WHAT THE EXERCISE ASKS - Count the lines in the rows below that contain the word "water", and reply with only that number.

## Begin INFORMATION SHOWN

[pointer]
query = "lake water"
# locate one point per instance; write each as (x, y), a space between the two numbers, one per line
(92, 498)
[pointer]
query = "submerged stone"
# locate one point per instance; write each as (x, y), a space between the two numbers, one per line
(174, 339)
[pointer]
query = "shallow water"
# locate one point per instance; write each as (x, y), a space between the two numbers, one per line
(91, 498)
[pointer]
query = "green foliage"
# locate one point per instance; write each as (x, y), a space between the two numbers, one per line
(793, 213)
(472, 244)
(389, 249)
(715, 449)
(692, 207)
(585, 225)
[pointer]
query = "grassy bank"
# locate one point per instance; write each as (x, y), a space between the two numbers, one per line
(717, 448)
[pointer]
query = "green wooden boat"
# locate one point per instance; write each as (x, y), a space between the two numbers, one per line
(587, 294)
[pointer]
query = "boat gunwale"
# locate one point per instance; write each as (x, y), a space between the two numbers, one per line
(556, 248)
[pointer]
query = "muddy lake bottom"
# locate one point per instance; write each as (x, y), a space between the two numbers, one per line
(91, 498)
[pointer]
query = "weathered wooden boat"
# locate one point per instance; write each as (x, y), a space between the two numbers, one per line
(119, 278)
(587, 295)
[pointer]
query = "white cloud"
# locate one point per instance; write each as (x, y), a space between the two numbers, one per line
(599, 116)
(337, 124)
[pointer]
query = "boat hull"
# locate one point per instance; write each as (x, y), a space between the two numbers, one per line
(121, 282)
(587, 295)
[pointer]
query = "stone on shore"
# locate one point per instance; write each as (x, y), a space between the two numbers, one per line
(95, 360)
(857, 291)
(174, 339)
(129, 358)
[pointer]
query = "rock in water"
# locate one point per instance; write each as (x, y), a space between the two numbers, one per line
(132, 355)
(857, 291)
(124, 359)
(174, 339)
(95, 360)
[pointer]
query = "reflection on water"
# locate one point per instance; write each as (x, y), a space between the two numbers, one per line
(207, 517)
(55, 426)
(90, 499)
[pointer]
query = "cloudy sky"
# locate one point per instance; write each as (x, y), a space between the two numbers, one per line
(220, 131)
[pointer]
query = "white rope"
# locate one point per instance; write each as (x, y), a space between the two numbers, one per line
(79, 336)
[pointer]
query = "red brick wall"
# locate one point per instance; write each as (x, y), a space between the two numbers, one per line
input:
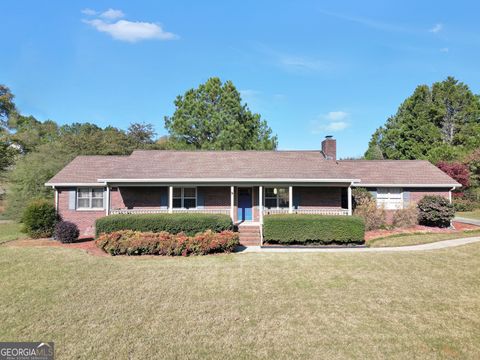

## End INFORMATION SHOWN

THE COMPLETED TASK - 4